PROBLEMS:
1. In the OpenVMS troubleshooting article, swap "MUTEX" for "RWAST" and give everything from "PRODUCT: OpenVMS Alpha, All" down to "they are waiting?".
2. Answer these from the OpenVMS troubleshooting article:
(a) Which component does it list?
(b) Which DCL command shows processes hung in the MUTEX wait state?
(c) Who holds the copyright, and for which years?
3. According to the OpenVMS troubleshooting article, why should a reader look at the RELATED ARTICLE section? Answer in one to three sentences.
>> Begin GIVEN TEXT
| The mutex is not always wait state = jib, from stars;
[OPENVMS] How to Troubleshoot a Process in MUTEX State
Any party granted access to the following copyrighted information
(protected under Federal Copyright Laws), pursuant to a duly executed
Digital Service Agreement may, under the terms of such agreement copy
all or selected portions of this information for internal use and
distribution only. No other copying or distribution for any other
purpose is authorized.
Copyright (c) Digital Equipment Corporation, 1994, 1995. All rights reserved.
PRODUCT: OpenVMS Alpha, All Versions
OpenVMS VAX, All Versions
COMPONENT: Scheduler
SOURCE: Digital Equipment Corporation
OVERVIEW:
This is a general troubleshooting article for processes hung in the
MUTEX wait state. See the RELATED ARTICLE section for specific
troubleshooting steps on more unique issues relating to the MUTEX
wait state.
QUESTION:
The DCL command SHOW SYSTEM shows one or more processes hung in the
MUTEX wait state. How do you determine what the processes are waiting
for, and why they are waiting?
$ SHOW SYSTEM
VAX/VMS V6.1 on node COORS 10-AUG-1994....
>> End GIVEN TEXT
>> Begin DATA
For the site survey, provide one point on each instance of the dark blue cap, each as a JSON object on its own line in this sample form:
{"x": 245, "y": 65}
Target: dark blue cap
>> End DATA
ANSWERS FOR THIS EXERCISE:
1.
PRODUCT: OpenVMS Alpha, All Versions
OpenVMS VAX, All Versions
COMPONENT: Scheduler
SOURCE: Digital Equipment Corporation
OVERVIEW:
This is a general troubleshooting article for processes hung in the
RWAST wait state. See the RELATED ARTICLE section for specific
troubleshooting steps on more unique issues relating to the RWAST
wait state.
QUESTION:
The DCL command SHOW SYSTEM shows one or more processes hung in the
RWAST wait state. How do you determine what the processes are waiting
for, and why they are waiting?

2.
(a) Scheduler
(b) SHOW SYSTEM
(c) Digital Equipment Corporation, 1994 and 1995

3. The article is only a general troubleshooting guide for processes hung in the MUTEX wait state. The RELATED ARTICLE section has specific troubleshooting steps for more unique issues with that wait state.